──────── Source excerpt ────────

James Connolly was a trade union leader who became one of the main driving forces of the 1916 Easter Rising. His execution, for which he had to be strapped in a chair because of he was weak from being wounded in the Rising, still resonates as a powerful image in Irish nationalist circles.
He played a large part in setting up the Irish Citizen Army and became its commander. He was one of the seven signatories of the Proclamation of the Irish Republic and a member of the Provisional Government.
Connolly’s life and actions were dominated by the twin pillars of socialism and nationalism; a stance he maintained right up to his execution in Kilmainham Gaol.
Connolly’s parents were Irish from Co Monaghan but he was born in Edinburgh on 5 June, 1868 and spent his childhood in the city. He spoke with a Scottish accent all his life, but his Irish parentage and the presence of a large Irish community in a slum area known as “Little Ireland” in Edinburgh meant he developed a deep interest in Ireland from an early age. He started working at a printers in Scotland and then joined the British Army, spending most of his seven years’ service stationed in Cork.
Poverty he saw in Ireland and Scotland affected him deeply
The poverty he saw both in Scotland and Ireland affected him deeply and led to him becoming a socialist.
After finishing his military service, he married Lillie Reynolds, a Protestant from Co Wicklow and returned to Edinburgh where he met the Scottish socialist John Leslie. Leslie became a major influence on Connolly and introduced him to the work of Karl Marx. Connolly was highly intelligent but had little formal education. Marxism provided a political and economic structure to underpin his socialist instincts.
He returned to Dublin in 1896 and set up the Irish Republican Socialist Party. In one move he linked the emancipation of the working classes with the cause of Irish Independence. Soon afterwards he set up the Workers’ Republic newspaper. Neither venture was very successful at first but both enabled Connolly to refine his socialist beliefs and to start building his reputation in Ireland.
No desire for Home Rule – only independence
Connolly’s nationalism was very different to the calls for Home Rule espoused by many affluent Irish politicians and businessmen. He saw no point in the Irish working class simply swapping an exploitative British ruling class for an exploitative Irish ruling class. He wrote in the Workers’ Republic:
“The cry for a union of classes is in reality an insidious move on the part of our Irish master class to have the powers of government transferred from the hands of the English capitalist government to the hands of an Irish capitalist government and to pave the way for this change by inducing the Irish worker to abandon all hopes of bettering his own position.”

────────

Written request A:
Gather every line of the listing below that contains the string "building", matching case exactly.

──────── Task input ────────

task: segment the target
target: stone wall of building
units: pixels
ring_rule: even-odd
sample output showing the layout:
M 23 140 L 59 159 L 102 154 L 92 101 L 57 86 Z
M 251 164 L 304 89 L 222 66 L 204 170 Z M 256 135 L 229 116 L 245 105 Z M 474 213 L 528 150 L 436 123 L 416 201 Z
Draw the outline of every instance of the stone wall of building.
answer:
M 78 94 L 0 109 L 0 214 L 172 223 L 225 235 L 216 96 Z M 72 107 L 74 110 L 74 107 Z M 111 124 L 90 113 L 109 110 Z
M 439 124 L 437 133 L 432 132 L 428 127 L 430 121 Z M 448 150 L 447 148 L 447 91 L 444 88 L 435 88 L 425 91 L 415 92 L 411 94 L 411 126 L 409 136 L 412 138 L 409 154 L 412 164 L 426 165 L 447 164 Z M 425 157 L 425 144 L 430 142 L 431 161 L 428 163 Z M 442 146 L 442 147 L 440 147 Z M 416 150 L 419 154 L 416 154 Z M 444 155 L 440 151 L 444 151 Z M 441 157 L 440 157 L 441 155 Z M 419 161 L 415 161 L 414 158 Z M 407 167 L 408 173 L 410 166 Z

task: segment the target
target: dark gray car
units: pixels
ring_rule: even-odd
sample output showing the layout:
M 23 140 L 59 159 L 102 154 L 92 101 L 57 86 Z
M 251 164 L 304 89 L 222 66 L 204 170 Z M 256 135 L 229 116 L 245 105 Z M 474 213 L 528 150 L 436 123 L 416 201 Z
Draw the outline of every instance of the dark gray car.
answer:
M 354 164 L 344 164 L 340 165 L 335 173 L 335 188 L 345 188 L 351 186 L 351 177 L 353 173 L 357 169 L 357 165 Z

────────
──────── Task input ────────

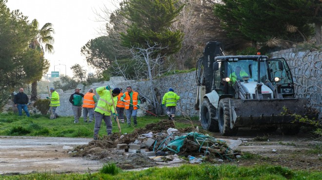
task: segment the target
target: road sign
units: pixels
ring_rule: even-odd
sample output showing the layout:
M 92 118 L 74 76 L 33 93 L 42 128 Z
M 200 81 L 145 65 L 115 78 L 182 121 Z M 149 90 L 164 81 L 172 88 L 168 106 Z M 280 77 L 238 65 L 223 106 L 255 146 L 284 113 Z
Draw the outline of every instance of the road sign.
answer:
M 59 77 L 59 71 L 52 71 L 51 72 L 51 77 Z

────────

Written request B:
Extend the piece on James Connolly above, picking up right after its final sentence.

Task response A:
target: stone wall of building
Draw the outline of every instance of the stone wall of building.

Task response B:
Frustrated by his lack of success in promoting socialism, Connolly emigrated to the United States where he again got involved in socialist politics and trade unionism. However, it was not until he returned to Dublin to work with trade unionist Jim Larkin that his career really began to take off.
Connolly was appointed as the organiser of the Belfast branch of Jim Larkin’s Irish Transport and General Workers’ Union (ITGWU).
With Jim Larkin in the Dublin Lockout 1913
He was very successful in the post but returned to Dublin in 1913 to help Larkin in the great Lockout, which saw workers shut out of their workplaces by factory owners in retaliation for having joined trade unions.
Many of the union’s meetings had been broken up by the police who were often brutal in their approach. Some members had been beaten to death by officers. Larkin and Connolly responded by setting up the Irish Citizen Army, which would protect union members from police brutality.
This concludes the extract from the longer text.